* [Text block]:
The filmmaker said that Simran will remain a 'painful chapter of my life.'
Hindustan Times via Getty Images

As the controversy over Kangana Ranaut’s Manikarnika, where the film’s original director Krish has claimed that Ranaut took over the project, taking credit for directing the film when ’she didn’t deserve it,’ Hansal Mehta, who was embroiled in a similar controversy in 2017, has spoken out.

The filmmaker, who directed Simran, had been quiet on Ranaut’s and writer Apurva Asrani’s beef over the writing credits in Simran.

However, in a lengthy Twitter post, the director said that the past two years have been traumatic for him.

He wrote, “The past two years have been difficult, very difficult. They have impacted me financially, mentally, and physically. I am dealing with my losses in the most constructive manner possible and in the only way I know - by moving on.”

Ranaut and Mehta had several creative conflicts during the making of Simran, prompting Mehta to fly back to India from the US mid-shoot.

* [To be done]: Transcribe the full news excerpt on Hansal Mehta and the Simran controversy, reproducing every word and punctuation mark without alteration.

* [Supplied information]:
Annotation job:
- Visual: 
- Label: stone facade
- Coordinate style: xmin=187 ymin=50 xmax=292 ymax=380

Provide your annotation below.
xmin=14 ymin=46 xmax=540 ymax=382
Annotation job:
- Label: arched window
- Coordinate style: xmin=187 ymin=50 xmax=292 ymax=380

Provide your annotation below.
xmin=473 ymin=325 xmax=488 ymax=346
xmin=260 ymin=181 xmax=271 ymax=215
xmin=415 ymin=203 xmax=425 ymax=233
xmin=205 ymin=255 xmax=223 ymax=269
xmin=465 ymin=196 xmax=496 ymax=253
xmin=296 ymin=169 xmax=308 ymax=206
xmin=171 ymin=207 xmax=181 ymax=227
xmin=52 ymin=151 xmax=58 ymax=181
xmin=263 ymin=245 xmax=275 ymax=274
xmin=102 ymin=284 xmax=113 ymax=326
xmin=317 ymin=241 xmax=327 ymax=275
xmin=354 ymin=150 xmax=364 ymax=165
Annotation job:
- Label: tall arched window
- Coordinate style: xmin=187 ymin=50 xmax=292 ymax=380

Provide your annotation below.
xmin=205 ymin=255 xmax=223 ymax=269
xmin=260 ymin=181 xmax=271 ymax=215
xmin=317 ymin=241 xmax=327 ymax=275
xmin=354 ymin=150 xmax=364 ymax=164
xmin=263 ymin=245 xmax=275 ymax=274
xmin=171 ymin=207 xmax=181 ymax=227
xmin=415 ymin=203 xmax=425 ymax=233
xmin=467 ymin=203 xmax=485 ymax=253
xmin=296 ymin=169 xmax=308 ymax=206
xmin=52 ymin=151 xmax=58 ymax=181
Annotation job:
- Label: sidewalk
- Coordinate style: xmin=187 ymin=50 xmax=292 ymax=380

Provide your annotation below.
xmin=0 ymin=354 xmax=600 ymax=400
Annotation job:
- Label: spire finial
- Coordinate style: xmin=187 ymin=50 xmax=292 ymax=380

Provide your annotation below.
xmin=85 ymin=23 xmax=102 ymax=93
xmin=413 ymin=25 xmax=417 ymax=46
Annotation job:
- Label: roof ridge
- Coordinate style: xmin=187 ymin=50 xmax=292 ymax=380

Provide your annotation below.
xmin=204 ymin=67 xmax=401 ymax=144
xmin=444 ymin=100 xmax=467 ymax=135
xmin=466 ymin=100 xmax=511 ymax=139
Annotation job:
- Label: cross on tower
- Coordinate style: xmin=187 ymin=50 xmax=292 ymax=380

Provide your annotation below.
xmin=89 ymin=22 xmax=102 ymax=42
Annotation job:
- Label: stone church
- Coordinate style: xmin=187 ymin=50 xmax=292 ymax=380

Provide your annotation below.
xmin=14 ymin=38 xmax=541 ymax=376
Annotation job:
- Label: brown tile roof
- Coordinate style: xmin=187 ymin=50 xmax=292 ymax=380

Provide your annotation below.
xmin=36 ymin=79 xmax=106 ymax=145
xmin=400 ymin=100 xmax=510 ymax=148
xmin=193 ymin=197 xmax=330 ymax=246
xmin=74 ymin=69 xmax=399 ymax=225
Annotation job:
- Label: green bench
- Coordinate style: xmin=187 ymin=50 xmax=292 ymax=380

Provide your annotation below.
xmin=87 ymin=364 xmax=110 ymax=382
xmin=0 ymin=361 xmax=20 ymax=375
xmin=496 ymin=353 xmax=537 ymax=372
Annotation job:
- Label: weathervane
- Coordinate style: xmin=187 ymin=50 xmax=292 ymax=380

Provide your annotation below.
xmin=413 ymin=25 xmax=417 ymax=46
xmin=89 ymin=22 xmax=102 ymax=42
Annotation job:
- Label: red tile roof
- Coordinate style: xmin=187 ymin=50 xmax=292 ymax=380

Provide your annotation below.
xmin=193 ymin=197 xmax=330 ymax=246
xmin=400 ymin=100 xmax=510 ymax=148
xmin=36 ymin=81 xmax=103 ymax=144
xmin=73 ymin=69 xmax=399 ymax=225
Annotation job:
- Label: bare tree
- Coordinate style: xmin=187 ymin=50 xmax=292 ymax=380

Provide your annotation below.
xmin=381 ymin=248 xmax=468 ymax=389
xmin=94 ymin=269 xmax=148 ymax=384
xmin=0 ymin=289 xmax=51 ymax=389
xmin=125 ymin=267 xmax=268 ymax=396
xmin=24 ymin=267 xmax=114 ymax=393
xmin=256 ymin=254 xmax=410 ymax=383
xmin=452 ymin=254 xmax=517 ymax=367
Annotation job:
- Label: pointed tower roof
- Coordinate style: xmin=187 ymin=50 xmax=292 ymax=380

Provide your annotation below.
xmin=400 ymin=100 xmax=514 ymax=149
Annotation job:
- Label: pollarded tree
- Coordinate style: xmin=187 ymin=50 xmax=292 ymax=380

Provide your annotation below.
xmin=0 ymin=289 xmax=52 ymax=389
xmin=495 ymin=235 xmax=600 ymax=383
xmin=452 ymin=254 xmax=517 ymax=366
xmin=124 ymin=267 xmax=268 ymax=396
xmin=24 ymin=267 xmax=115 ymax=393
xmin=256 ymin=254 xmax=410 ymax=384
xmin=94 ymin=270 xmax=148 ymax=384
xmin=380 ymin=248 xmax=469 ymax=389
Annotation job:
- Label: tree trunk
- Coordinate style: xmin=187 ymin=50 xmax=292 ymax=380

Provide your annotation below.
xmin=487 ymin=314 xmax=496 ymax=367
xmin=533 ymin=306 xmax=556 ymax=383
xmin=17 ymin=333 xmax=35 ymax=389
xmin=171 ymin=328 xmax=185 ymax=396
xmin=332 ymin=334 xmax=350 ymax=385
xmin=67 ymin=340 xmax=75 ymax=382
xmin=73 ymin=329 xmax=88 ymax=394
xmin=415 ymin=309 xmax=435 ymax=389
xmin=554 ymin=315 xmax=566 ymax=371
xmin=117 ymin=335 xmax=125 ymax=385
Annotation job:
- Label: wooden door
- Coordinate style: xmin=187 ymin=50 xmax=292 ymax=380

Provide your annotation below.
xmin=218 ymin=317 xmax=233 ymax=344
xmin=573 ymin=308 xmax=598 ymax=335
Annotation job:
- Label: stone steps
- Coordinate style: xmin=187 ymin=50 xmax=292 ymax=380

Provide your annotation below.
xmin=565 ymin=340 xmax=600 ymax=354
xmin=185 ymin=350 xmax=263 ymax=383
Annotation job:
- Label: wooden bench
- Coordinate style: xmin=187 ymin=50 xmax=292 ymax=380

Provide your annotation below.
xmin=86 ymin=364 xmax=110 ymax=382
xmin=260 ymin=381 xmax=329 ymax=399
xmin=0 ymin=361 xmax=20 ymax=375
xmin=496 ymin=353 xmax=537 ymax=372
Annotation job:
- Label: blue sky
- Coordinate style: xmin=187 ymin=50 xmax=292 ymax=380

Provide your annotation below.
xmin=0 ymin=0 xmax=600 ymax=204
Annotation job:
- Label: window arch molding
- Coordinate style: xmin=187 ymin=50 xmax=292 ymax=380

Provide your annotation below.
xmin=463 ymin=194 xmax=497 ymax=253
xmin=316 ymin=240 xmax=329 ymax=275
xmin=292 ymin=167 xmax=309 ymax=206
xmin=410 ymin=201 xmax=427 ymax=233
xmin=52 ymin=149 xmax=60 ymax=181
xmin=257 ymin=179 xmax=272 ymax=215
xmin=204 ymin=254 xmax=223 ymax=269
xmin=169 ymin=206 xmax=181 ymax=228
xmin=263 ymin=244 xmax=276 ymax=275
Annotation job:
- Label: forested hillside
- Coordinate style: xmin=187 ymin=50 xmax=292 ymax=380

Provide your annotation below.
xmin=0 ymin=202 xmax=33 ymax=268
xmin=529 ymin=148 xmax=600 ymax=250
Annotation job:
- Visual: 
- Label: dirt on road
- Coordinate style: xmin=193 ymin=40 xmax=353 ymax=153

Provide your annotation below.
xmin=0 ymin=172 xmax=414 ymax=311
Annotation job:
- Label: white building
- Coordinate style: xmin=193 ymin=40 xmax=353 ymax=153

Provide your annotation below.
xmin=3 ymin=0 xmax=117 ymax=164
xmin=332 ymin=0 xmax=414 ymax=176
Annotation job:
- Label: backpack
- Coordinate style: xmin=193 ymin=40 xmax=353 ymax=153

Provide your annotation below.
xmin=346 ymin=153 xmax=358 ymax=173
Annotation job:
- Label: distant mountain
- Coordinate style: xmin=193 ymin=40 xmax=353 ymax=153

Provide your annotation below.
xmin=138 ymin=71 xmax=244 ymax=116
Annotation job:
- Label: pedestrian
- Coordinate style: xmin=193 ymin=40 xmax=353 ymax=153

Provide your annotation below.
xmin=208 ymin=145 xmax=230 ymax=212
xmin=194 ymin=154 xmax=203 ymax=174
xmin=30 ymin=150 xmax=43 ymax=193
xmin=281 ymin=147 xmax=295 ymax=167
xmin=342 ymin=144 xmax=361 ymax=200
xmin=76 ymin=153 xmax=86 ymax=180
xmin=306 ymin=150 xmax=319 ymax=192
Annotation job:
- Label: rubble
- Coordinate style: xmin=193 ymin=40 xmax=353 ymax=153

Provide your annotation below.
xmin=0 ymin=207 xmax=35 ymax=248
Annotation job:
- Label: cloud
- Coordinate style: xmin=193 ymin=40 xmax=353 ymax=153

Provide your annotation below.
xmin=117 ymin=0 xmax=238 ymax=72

* [Exercise result]:
The filmmaker said that Simran will remain a 'painful chapter of my life.'
Hindustan Times via Getty Images

As the controversy over Kangana Ranaut’s Manikarnika, where the film’s original director Krish has claimed that Ranaut took over the project, taking credit for directing the film when ’she didn’t deserve it,’ Hansal Mehta, who was embroiled in a similar controversy in 2017, has spoken out.

The filmmaker, who directed Simran, had been quiet on Ranaut’s and writer Apurva Asrani’s beef over the writing credits in Simran.

However, in a lengthy Twitter post, the director said that the past two years have been traumatic for him.

He wrote, “The past two years have been difficult, very difficult. They have impacted me financially, mentally, and physically. I am dealing with my losses in the most constructive manner possible and in the only way I know - by moving on.”

Ranaut and Mehta had several creative conflicts during the making of Simran, prompting Mehta to fly back to India from the US mid-shoot.